*Work request*
Only the lines from the one containing "Query: blue patterned necktie" through the end of the listing are to be transcribed, exactly and with both ends included.

********************

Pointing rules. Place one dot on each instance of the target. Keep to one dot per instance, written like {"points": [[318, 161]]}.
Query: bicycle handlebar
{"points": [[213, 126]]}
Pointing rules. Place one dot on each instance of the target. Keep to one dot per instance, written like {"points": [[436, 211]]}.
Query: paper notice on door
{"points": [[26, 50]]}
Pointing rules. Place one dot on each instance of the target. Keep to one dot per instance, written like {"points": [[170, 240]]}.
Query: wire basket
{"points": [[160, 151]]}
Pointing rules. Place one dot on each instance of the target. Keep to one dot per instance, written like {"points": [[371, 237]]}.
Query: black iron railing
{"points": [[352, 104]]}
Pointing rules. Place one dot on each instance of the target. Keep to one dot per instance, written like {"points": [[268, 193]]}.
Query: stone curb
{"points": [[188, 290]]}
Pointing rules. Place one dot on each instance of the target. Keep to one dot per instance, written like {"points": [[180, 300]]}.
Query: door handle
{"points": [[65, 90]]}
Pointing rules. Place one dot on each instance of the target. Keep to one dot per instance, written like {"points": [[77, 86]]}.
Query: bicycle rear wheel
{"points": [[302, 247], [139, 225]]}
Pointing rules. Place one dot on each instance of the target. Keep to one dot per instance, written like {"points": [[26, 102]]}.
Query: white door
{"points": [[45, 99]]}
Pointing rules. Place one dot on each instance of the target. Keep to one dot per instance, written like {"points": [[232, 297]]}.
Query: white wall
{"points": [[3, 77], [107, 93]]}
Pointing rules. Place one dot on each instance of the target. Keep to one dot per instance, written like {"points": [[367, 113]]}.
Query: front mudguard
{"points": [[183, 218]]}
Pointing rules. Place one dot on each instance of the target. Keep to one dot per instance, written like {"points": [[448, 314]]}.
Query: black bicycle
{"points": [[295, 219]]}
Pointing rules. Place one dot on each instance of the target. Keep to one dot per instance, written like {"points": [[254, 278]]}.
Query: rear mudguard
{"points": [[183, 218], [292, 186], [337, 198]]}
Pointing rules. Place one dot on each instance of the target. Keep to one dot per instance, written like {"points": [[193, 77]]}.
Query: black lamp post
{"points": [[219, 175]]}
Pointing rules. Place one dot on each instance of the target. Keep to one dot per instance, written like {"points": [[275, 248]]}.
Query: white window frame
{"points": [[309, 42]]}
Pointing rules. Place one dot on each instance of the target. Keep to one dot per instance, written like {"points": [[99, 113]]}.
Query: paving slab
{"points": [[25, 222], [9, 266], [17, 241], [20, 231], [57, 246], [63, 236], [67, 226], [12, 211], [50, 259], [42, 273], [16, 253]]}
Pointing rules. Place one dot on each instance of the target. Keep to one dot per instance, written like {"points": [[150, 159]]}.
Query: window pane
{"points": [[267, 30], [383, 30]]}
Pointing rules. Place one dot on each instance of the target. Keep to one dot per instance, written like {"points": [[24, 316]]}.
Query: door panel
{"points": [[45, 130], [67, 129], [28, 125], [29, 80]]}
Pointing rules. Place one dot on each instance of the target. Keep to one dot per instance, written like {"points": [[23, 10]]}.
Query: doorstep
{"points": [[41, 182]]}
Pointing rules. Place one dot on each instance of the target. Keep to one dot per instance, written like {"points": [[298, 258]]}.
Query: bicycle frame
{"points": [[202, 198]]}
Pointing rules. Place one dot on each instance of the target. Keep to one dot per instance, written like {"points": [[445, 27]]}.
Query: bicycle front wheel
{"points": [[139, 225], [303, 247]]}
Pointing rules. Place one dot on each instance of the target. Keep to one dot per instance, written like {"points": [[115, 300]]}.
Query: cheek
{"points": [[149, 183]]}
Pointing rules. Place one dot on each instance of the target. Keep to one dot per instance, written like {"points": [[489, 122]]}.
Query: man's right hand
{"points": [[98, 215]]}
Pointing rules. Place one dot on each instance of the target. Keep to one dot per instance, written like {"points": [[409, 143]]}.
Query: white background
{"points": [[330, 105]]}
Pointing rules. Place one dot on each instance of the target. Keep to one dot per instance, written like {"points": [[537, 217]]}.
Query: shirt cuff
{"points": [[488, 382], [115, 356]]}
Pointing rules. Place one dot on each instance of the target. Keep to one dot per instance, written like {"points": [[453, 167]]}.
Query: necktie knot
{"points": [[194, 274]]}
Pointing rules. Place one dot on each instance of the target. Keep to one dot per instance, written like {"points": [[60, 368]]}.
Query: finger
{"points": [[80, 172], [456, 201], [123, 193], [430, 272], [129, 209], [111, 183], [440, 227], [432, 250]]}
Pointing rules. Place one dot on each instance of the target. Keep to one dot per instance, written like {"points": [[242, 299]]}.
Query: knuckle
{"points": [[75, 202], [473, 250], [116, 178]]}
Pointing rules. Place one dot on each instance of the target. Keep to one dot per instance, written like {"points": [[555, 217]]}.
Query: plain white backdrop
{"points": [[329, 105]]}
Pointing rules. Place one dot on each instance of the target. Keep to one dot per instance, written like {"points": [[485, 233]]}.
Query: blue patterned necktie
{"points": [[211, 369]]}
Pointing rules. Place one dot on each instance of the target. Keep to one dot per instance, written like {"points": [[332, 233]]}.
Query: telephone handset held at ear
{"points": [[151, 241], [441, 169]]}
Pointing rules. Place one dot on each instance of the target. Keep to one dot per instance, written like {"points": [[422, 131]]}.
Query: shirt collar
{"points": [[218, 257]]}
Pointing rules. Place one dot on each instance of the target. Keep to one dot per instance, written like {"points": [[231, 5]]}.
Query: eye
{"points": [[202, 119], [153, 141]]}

********************

*Task output*
Query: blue patterned necktie
{"points": [[211, 369]]}
Pointing rules. Place one dot on each instance of the target. Keep to one dot per instance, written like {"points": [[332, 233]]}.
Query: telephone handset held at ear
{"points": [[151, 241], [441, 169]]}
Pointing rules. Place one dot on each instance of the target. Keep to one dot per instance, written like {"points": [[422, 131]]}.
Query: shirt collar
{"points": [[218, 257]]}
Pointing rules. Place one dot on each instance of the target. Keep to one dot per instance, written like {"points": [[231, 5]]}.
Query: eye
{"points": [[202, 119], [153, 141]]}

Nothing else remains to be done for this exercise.